YOUR TASK: What do the lines from the one containing "of the hillside" through the end of the entries say? Quote them exactly, and only them.

Records from a point labeling set
/---

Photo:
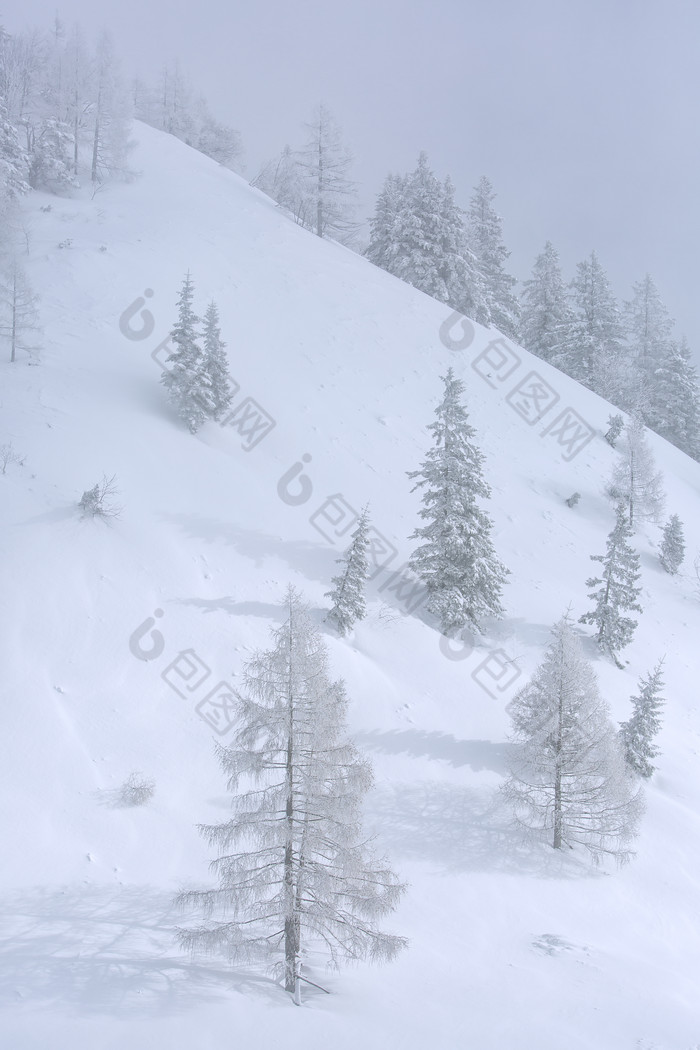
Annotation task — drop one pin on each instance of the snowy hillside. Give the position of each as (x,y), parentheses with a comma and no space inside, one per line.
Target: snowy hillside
(338,365)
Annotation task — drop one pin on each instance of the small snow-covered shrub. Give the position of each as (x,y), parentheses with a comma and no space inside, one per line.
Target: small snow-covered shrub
(98,501)
(136,790)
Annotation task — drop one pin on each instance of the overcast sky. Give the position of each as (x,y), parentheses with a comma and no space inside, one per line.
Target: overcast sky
(582,114)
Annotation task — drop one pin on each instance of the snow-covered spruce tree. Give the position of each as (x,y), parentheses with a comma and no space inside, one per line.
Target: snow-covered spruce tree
(294,868)
(615,427)
(637,734)
(485,239)
(109,113)
(464,284)
(673,545)
(595,354)
(568,780)
(383,234)
(618,590)
(416,253)
(325,163)
(457,561)
(186,381)
(650,335)
(14,162)
(215,363)
(546,315)
(347,594)
(635,480)
(50,155)
(675,412)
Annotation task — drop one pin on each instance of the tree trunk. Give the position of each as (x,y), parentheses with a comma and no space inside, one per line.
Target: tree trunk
(291,918)
(14,347)
(557,772)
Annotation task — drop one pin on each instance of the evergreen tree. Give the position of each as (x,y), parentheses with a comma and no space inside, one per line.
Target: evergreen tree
(546,315)
(187,383)
(14,162)
(618,591)
(418,234)
(485,239)
(384,247)
(638,733)
(595,356)
(215,364)
(675,410)
(50,156)
(568,778)
(457,561)
(282,180)
(347,593)
(109,114)
(650,331)
(635,480)
(673,545)
(293,865)
(464,285)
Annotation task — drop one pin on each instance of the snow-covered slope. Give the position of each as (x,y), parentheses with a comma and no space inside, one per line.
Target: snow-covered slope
(510,947)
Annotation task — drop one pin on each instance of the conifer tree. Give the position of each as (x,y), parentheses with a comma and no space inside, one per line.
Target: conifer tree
(325,163)
(618,590)
(673,545)
(650,332)
(215,364)
(419,250)
(635,481)
(568,779)
(546,317)
(383,245)
(675,410)
(187,383)
(347,593)
(457,561)
(282,180)
(294,868)
(485,239)
(595,355)
(19,315)
(637,734)
(14,162)
(50,156)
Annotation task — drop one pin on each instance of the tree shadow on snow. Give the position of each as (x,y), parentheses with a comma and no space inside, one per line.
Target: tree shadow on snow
(460,830)
(313,560)
(103,951)
(419,743)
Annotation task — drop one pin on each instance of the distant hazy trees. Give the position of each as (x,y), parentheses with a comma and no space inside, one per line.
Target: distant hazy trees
(314,183)
(197,379)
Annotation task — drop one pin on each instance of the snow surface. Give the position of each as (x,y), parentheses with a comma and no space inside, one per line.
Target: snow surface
(510,946)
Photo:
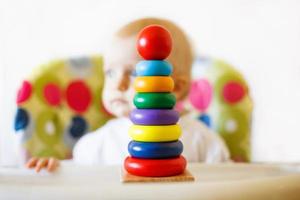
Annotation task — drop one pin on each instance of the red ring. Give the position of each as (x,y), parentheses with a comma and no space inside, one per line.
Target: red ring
(155,167)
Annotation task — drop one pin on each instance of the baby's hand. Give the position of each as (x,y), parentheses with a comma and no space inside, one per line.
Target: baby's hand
(51,164)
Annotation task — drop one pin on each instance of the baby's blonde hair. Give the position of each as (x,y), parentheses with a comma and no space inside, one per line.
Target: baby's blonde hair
(181,55)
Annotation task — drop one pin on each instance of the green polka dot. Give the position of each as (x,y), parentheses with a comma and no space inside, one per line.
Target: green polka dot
(48,127)
(40,83)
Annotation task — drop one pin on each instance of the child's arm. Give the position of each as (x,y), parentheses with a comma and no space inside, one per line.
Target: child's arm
(51,164)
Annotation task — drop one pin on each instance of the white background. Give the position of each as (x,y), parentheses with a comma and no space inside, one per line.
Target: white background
(260,37)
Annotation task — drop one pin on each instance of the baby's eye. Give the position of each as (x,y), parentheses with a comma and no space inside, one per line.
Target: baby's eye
(110,73)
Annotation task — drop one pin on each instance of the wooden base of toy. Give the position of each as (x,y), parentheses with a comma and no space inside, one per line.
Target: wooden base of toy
(129,178)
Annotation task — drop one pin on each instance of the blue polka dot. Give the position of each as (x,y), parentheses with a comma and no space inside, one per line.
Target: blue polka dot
(205,119)
(21,119)
(78,127)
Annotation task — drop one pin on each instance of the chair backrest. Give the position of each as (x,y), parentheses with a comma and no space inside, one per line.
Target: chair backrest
(59,103)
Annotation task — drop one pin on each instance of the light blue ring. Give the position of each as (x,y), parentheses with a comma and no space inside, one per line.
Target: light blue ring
(153,68)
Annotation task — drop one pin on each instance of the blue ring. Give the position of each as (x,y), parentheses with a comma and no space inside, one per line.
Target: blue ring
(155,150)
(21,119)
(153,68)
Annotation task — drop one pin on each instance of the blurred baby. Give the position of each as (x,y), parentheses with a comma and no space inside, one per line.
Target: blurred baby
(108,144)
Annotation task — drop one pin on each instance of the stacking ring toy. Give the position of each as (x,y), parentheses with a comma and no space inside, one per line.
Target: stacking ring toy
(155,167)
(153,84)
(155,133)
(153,68)
(155,150)
(154,116)
(154,100)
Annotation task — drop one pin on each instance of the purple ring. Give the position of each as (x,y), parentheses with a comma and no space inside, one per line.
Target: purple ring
(154,116)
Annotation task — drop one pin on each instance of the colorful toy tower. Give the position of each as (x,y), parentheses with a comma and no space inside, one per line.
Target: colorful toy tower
(155,149)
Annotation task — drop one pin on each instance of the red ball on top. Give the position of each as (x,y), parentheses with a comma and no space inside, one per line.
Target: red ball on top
(154,43)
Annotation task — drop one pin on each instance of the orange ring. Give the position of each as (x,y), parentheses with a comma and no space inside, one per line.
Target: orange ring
(153,84)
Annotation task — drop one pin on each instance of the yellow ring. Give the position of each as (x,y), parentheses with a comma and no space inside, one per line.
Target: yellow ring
(155,133)
(153,84)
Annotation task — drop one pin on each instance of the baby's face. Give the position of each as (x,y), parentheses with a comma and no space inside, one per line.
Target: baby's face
(119,63)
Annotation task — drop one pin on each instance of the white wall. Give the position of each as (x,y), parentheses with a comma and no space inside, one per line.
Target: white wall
(260,37)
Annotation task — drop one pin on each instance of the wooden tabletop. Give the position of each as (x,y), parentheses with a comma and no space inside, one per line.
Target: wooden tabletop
(218,181)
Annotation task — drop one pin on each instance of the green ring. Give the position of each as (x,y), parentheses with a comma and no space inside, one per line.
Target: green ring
(151,100)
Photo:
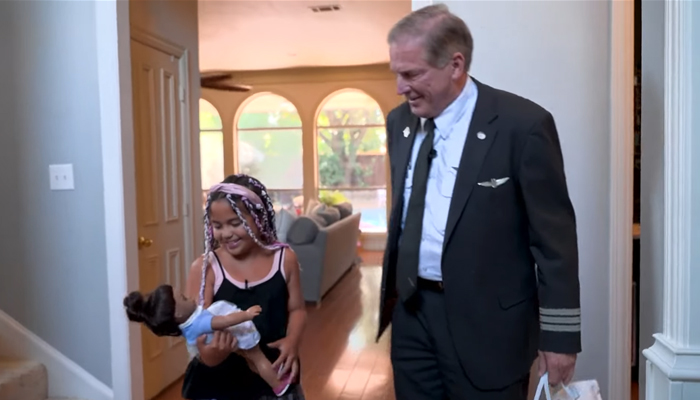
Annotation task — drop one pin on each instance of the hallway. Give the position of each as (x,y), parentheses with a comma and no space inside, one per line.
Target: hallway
(351,365)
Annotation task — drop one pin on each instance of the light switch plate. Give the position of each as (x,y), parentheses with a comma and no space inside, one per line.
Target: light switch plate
(61,177)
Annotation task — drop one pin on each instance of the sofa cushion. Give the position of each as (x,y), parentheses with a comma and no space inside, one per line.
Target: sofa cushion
(303,231)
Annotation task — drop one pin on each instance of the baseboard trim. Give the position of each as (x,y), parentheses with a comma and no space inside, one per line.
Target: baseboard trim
(677,364)
(66,378)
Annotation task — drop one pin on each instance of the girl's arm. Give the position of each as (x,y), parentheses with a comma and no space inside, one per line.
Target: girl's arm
(295,305)
(219,322)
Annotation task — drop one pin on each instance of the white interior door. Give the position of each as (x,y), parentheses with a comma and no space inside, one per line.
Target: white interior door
(161,199)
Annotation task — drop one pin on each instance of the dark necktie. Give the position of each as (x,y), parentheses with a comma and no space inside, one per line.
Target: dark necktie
(409,248)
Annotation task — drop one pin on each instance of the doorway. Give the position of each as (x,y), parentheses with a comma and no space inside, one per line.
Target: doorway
(164,221)
(636,197)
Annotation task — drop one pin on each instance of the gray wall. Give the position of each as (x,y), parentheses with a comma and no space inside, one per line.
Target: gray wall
(53,277)
(557,54)
(652,180)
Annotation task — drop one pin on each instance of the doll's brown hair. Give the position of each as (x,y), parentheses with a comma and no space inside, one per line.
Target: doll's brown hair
(156,310)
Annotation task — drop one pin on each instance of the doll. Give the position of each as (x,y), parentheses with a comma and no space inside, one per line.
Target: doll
(168,314)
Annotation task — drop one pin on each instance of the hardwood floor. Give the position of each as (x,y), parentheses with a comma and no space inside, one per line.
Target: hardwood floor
(351,365)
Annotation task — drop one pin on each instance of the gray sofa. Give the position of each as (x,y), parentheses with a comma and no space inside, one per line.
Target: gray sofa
(326,246)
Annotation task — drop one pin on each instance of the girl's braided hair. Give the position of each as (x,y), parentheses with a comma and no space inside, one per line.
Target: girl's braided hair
(259,207)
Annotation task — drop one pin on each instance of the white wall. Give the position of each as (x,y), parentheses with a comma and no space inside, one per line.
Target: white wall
(53,276)
(557,54)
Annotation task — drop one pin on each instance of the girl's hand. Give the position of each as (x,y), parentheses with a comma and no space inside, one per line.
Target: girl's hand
(220,347)
(288,361)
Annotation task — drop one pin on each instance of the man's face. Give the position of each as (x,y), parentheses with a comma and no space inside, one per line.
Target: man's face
(427,89)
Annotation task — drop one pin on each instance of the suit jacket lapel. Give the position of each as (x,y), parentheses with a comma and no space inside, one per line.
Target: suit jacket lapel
(480,136)
(404,145)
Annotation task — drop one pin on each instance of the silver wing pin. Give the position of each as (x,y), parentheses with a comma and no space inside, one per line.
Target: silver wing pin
(494,183)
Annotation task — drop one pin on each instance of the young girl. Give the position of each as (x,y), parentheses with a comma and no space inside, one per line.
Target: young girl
(166,314)
(244,264)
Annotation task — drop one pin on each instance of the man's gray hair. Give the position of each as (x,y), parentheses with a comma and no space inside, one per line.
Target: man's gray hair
(443,33)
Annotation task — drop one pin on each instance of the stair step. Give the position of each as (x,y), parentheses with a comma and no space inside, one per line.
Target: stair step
(25,380)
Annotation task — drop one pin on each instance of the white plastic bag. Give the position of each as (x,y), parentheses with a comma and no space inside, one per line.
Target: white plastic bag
(579,390)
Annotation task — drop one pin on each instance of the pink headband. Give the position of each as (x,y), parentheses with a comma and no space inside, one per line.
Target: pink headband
(232,188)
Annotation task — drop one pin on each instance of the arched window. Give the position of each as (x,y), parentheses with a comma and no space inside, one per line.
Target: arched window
(211,146)
(351,155)
(270,146)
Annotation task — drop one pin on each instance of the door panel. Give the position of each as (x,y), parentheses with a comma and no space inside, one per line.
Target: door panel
(160,199)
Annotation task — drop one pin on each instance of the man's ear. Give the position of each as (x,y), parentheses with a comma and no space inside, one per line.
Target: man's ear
(458,65)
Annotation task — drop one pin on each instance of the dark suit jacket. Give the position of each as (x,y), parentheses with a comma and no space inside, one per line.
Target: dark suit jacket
(495,237)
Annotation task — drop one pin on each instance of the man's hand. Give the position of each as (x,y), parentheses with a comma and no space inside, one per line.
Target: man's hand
(559,366)
(288,361)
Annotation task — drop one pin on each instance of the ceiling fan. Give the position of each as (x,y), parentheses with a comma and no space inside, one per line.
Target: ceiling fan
(220,80)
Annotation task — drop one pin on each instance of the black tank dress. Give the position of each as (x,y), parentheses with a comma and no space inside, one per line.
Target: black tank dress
(233,379)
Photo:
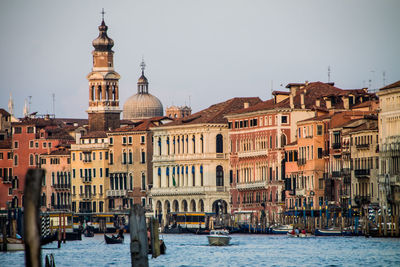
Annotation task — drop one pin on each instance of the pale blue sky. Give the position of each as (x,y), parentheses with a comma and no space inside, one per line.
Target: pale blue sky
(206,50)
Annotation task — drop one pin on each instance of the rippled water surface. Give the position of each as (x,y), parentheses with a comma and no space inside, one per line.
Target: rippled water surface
(245,250)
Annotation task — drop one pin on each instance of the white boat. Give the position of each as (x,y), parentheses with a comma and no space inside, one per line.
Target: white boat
(15,244)
(219,238)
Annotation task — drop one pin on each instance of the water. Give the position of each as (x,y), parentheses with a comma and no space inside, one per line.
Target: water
(245,250)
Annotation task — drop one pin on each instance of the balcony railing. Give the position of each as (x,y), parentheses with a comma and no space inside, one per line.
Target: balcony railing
(62,186)
(301,162)
(336,145)
(251,185)
(362,173)
(362,146)
(116,193)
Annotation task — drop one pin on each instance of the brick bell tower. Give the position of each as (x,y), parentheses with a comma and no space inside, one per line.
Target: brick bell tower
(103,111)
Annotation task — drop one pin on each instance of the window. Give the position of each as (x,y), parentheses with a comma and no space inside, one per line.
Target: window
(320,152)
(319,129)
(220,146)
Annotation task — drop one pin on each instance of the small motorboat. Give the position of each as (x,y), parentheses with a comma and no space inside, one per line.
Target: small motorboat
(328,232)
(281,229)
(219,238)
(113,239)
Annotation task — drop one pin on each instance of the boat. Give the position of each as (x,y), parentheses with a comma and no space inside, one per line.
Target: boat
(113,239)
(219,238)
(48,239)
(281,229)
(328,232)
(15,244)
(89,231)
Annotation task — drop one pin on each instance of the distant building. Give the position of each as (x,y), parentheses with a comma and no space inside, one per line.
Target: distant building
(142,105)
(190,161)
(389,150)
(103,111)
(175,112)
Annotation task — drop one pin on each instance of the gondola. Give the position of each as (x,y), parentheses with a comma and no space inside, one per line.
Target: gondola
(48,239)
(113,239)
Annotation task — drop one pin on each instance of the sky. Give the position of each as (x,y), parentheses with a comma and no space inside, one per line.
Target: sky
(197,53)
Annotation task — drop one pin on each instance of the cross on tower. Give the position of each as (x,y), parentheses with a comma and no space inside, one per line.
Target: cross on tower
(142,65)
(102,13)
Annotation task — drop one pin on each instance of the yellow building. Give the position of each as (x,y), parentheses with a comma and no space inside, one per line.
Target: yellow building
(131,173)
(389,149)
(90,172)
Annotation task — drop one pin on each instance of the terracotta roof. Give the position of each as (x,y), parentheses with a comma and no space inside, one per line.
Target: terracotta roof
(4,112)
(312,92)
(6,144)
(216,113)
(95,134)
(390,86)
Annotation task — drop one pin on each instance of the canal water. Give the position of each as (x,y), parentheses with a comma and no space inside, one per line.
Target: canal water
(245,250)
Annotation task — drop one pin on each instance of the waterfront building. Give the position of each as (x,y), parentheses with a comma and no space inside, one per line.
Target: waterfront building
(191,163)
(6,174)
(131,171)
(32,137)
(360,154)
(56,186)
(89,174)
(258,136)
(103,111)
(142,105)
(176,112)
(389,151)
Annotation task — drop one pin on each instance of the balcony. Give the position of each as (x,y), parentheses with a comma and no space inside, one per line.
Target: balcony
(116,193)
(362,146)
(87,179)
(301,162)
(62,186)
(336,146)
(252,185)
(362,173)
(301,192)
(362,200)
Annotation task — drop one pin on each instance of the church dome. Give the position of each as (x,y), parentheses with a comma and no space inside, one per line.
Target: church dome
(142,105)
(103,42)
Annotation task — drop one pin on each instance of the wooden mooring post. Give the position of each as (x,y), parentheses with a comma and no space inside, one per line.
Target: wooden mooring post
(139,244)
(33,182)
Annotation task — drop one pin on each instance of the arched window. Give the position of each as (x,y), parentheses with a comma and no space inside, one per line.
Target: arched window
(220,145)
(220,176)
(283,140)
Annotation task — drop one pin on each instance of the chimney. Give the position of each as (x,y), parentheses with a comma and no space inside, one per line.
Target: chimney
(291,101)
(328,102)
(346,102)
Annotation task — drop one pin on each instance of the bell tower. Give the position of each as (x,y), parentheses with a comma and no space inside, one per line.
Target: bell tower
(103,111)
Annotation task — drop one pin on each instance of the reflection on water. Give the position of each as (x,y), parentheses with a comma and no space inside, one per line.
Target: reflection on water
(245,250)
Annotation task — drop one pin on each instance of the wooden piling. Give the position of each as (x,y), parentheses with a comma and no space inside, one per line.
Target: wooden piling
(33,181)
(138,232)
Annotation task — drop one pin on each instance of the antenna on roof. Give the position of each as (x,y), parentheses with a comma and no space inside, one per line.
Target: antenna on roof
(329,74)
(384,78)
(53,95)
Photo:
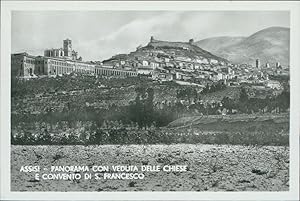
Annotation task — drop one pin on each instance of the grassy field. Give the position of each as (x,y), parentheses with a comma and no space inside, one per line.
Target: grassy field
(210,167)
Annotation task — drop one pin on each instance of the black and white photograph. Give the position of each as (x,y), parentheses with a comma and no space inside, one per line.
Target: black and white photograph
(150,100)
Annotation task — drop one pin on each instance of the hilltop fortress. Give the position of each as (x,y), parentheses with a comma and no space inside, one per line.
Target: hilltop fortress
(159,60)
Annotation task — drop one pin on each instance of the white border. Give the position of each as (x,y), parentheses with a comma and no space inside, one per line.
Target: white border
(7,7)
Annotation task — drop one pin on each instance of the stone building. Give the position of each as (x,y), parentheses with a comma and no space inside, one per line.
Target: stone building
(60,61)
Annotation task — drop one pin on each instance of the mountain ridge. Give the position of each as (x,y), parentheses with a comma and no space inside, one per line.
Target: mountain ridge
(270,45)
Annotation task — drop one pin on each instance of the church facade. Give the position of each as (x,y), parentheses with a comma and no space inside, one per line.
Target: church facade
(59,61)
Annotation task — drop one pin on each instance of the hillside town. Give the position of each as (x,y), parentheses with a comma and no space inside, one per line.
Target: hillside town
(180,62)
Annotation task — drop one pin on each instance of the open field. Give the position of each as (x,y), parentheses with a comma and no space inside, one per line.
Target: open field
(210,167)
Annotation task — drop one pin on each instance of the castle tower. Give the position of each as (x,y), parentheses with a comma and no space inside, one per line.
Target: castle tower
(257,63)
(67,46)
(191,41)
(152,39)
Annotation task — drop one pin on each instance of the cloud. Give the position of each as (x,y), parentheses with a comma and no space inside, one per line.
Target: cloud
(98,35)
(131,35)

\---

OUTPUT OF THE TASK:
Annotation task — drop one pin on each instance of the hillside town. Give the position of each as (x,y), parentheses with a comma and no space inside, one per line.
Target: hillside town
(180,62)
Annotation task — drop one pin on each instance of the open field. Give the position of each as (x,y), parentheses with a comma and no space inside, one per line.
Target: open field
(210,167)
Annotation task — drop one pin on each instance of the castle tower. Give the position of each as (x,y), parentheses with a comma and no space inside, one per line.
Target: castle tower
(257,63)
(67,46)
(191,41)
(152,39)
Annotation task — drop one pin on each instance of the cloud. Give the position of each as (x,y), parentheses with a comma and no space inside, one per line.
Target: cloud
(98,35)
(131,35)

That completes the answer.